Page excerpt:
** begin **
# Crazy cat lady CATloguing event! + free diys



## NatalRatal (Jun 25, 2020)

Yup, you clicked it ^-^

I'm hosting a cat themed CATaloguing event! If it's got a cat on it then it's in my possession and it could soon be in yours too!

I got anything any cool cat would want from the pet food bowl to the kitty litter box!
Let us not forget about the purrfect fashonistas out there, I can deck you out from the paws up to the cat cap! Literally! I got those too and everything inbeween! Even memes!
Oh, what's that? Mother would never let you own a cat and father disapproves of your inner furry beauty? Well I got posters too! Yup EVERY kitty-cat in ACNH could be hanging on your wall like a Justin Bieber's fangirl's bedroom!
And if you don't like posters well then why don't you just stare at the floor! ...Because I got flooring too!

Wanna head on through the cat flap to my isle?

*Comment your in-game name and island. Oh, and share a cat fact with everybody too!*

If you could donate or tip some bells, nmts, star frags, heart crystals or any materials that would be great! But it's not necessary.

*I've got a bunch of free diys spread out nearby that you're all more than welcome to take if you need any. *_Please only take diys that you need and not for the purpose of selling or trading them. I would like if you could learn them on the spot  if you have any diys you would like to donate to the pile you're more than welcome to drop them off._

*Note*_: _The Leo Sculpture and three Lucky Cats are not able to be ordered from the Nook app as they class as special or diy items. They can however be used in Photopia (Harv's Island).
*Also, *posters do not appear under the special goods in the Nook app. Instead you have to click the magnifying glass and search 'poster' to order them.

CATaloguing items means you pick up and then drop them - you can then order items for yourself at a later date from Nooks.

*Please only CATalogue one group of items at a time - a group of items is all items on the same path colour.
If somebody is CATaloguing a group you want please wait until they are finished before you start that group yourself to save confusion. *

If queues get long there may be a waiting list, I'm letting in 3 at a time. I will do my best to @ you when your coming up. This is my first event so bare with 
There is a coming soon zone at my entrance, you guys need to follow the paw print path 

*TL,DR: I got cat/pet stuff! Come CATalogue it!*

_(NOT sorry for any of my wordings or puns and I really can't be botherd to list off all 100+ items. Also I don't know if selling is the right prefix for this, so sorry mods)_


----------



## Anblick (Jun 25, 2020)
** end **
Exercises to complete:
1. In the cat cataloguing event thread, what does the host say visitors could donate or tip? List every one.
2. Carry on the cat cataloguing event thread from the point where it stops.
The material after this point is separate from the cat cataloguing thread above.

Extracted information:
** begin **
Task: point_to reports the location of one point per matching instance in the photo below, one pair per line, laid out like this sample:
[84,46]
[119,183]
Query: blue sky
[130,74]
** end **
Task responses:
1.
- bells
- nmts
- star frags
- heart crystals
- any materials

2.
Oh my god this is my favorite thing ever XD My cat fact:

I learned this because of my kitties! Lady cats can get pregnant from more than one dude cat at the same time! My vet thinks my girls, despite being born from the same litter, are probably technically half-sisters. One is a big ol calico and one is a much smaller sleek tabby. They have the same eyes, but they don't have the same face shape, body shape, fur texture, etc.


----------



## NatalRatal (Jun 25, 2020)

@Anblick 
Ah I love calico cats. We call them tortoise shells in the UK
If you wanna come what's your in game name?


----------



## xara (Jun 25, 2020)

oo i’d love to come by! i’m xara from axolotl  c:

did you know cats can rotate their ears 180 degrees? :0


----------



## Anblick (Jun 25, 2020)

NatalRatal said:


> @Anblick
> Ah I love calico cats. We call them tortoise shells in the UK
> If you wanna come what's your in game name?


Ope sorry, Alessa from Erinland!


----------



## tokkio (Jun 25, 2020)

i'll just finish a trade, then i'd like to visit!  
nami from hyoryu  i learned in anatomy class that cats actually walk on their toes


----------



## Hirisa (Jun 25, 2020)

I just want to say that this thread has one of the best opening posts I have ever read, and that this idea for an event is *chefs kiss*


----------



## hopeworld (Jun 25, 2020)

I'd really love to come! The only cat fact I know is cats are super cute.


----------



## NatalRatal (Jun 25, 2020)

@Hirisa  thank you, I wrote it on very little sleep so that probably helped my words flow. You're welcome to come too, I just need your in game name


----------



## jasa11 (Jun 25, 2020)

Cats are only mammals that cant taste sweetness!

Im jasa from exyrel


----------



## NatalRatal (Jun 25, 2020)

@hopeworld  indeed are :3 could I get your in game name please?


----------



## Hirisa (Jun 25, 2020)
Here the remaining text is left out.